**PASSAGE TO READ:**
The City Magazine Since 1975

Pecans

October 2014
Pecans
Some say “pea-CAN” and others, “pea-KAHN.” No matter how you pronounce it, the sweet and buttery flavor of these nuts makes for tasty eating—either gobbled straight from the shell or incorporated into a dish, like the classic pecan pie. The native tree from which they hail, a species of hickory dubbed Carya illinoinensis, thrives in our subtropical climate and has been known to bear fruit even after 300 years of age, providing food for people and wildlife alike. Crack into a few more tasty tidbits about the pecan.

Sweet Release
The pecan is a drupe, a fruit with a single stone or pit (which we consider the ”nut”) surrounded by an outer husk. This husk forms in summer and first appears as a thick, green, leathery covering. In the fall, it hardens and turns brownish-black, eventually splitting apart to release a mature nut that falls to the ground between September and November.

Natural Resource
The wood from pecan trees­—which can grow to more than 150 feet tall—is often used in carpentry, and pecan oil is sought after for cosmetic purposes.

High Yield
Trees begin to produce fruit at age three. A healthy 10- to 12-year-old specimen can yield some 600 pounds of nuts per year.

**RECORDED DATA:**
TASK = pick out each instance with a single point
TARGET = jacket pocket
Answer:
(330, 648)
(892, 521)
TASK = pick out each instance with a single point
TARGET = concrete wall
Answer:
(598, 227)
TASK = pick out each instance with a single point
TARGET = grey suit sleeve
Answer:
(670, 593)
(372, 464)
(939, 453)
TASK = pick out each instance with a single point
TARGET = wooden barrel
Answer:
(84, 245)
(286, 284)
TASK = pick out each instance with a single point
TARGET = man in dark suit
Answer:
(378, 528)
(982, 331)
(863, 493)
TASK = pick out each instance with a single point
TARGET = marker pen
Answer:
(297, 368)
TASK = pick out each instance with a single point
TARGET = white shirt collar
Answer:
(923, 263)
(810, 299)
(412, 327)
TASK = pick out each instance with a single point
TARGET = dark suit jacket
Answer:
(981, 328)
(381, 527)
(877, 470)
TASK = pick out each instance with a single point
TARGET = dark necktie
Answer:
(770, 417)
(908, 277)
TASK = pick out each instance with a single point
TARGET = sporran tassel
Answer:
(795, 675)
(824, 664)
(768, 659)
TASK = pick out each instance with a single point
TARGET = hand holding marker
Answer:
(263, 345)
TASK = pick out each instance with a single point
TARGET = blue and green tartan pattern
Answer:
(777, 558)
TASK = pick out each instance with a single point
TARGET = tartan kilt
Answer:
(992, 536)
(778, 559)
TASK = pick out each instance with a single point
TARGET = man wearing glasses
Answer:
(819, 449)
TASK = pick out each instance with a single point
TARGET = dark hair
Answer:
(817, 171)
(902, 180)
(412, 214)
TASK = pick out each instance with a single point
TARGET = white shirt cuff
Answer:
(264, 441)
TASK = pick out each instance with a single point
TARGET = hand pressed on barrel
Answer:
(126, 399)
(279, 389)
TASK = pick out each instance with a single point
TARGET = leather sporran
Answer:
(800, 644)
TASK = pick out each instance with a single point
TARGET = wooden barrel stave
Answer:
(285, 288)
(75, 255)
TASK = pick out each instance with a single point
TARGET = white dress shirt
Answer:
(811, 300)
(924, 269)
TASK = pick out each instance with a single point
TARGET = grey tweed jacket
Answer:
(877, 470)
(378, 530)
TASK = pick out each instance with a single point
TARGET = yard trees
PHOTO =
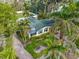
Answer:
(66, 15)
(7, 19)
(65, 24)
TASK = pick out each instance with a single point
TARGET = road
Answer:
(19, 49)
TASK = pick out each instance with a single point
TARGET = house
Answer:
(39, 27)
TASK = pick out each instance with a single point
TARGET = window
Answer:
(46, 29)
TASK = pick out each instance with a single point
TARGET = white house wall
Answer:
(37, 34)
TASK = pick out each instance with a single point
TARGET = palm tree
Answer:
(66, 16)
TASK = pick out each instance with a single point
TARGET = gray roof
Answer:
(38, 24)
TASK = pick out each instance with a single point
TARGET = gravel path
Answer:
(20, 51)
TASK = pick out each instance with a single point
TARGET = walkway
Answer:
(19, 49)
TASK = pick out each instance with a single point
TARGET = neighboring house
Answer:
(39, 27)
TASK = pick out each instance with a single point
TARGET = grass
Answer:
(37, 42)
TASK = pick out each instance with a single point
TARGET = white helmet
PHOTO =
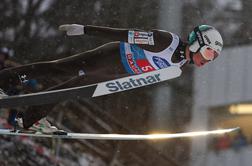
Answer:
(205, 35)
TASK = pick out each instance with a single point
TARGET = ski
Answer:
(93, 90)
(118, 136)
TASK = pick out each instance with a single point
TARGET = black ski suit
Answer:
(94, 63)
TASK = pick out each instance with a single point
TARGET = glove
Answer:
(72, 29)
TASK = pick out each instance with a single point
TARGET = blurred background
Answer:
(216, 96)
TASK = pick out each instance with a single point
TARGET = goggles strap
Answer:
(199, 38)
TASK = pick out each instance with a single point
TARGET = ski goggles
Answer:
(208, 53)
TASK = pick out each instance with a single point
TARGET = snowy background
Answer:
(30, 29)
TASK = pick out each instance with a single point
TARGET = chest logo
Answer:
(160, 62)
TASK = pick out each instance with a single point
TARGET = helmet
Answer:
(5, 51)
(205, 37)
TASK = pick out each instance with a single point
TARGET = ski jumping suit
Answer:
(137, 52)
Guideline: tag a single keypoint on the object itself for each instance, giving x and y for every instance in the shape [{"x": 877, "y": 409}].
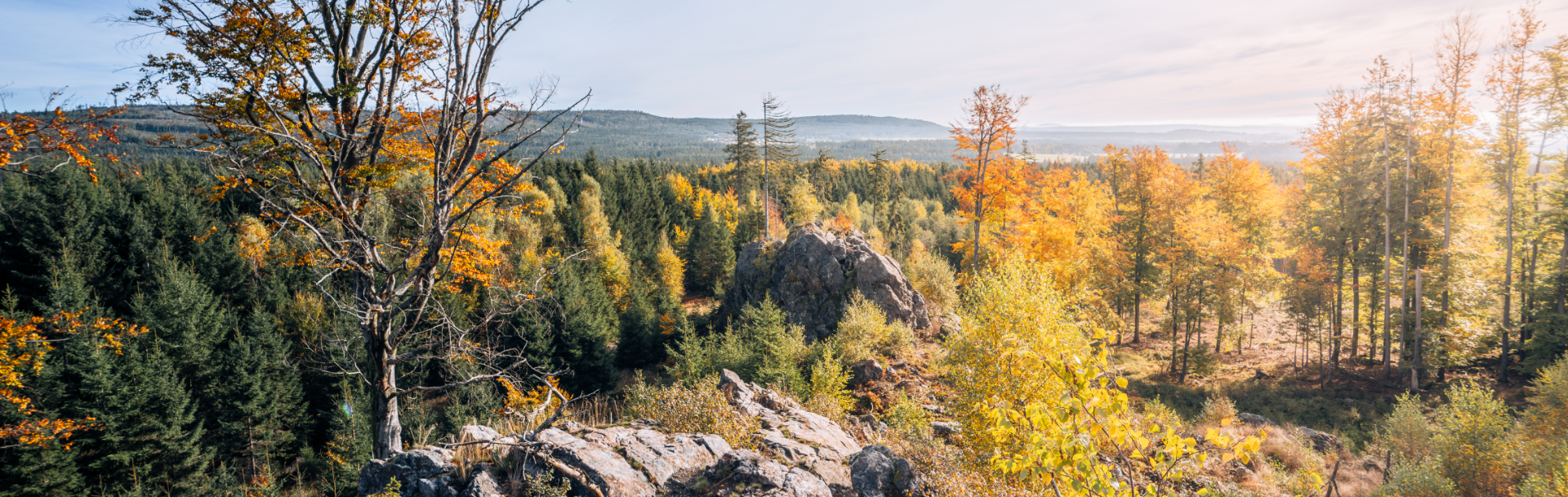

**EXERCISE AIM:**
Carry on the magazine piece about pecans, picking up right after its last sentence. The records were taken from a separate source.

**RESPONSE TO THE TASK:**
Wild Roots
Wild pecans have been esteemed since colonial times, and homesteads and plantations had groves of the trees, but the nuts weren’t grown commercially until the late 1800s. In the early 20th century, Boone Hall Plantation had the largest pecan grove in the country. Today, pecans are a multimillion-dollar crop in South Carolina.

Easy Nuts to Crack
There are more than 500 varieties of pecans, including improved cultivars called “papershells” created for easier opening and commercial purposes.

Southern Staple
Pecans are used extensively in Lowcountry cooking, especially in desserts such as cobblers and pies and candies such as pralines and pecan brittle. They also grace the top of the sweet potato casserole traditionally served at Thanksgiving.

It’s a Trap
Nuts may be gathered using a pecan harvester, a simple tool consisting of a two- to three-foot-long stick with a metal device at the end that traps the bounty inside as it rolls along the ground.

Going Native
The name “pecan” comes from the Algonquian word, paccan, which roughly translates as “nut requiring a stone to crack.” Early Native Americans ate pecan nutmeats and also ground them into a sweet, creamy liquid called hickory milk, which they used to thicken broths and season hominy and other foods.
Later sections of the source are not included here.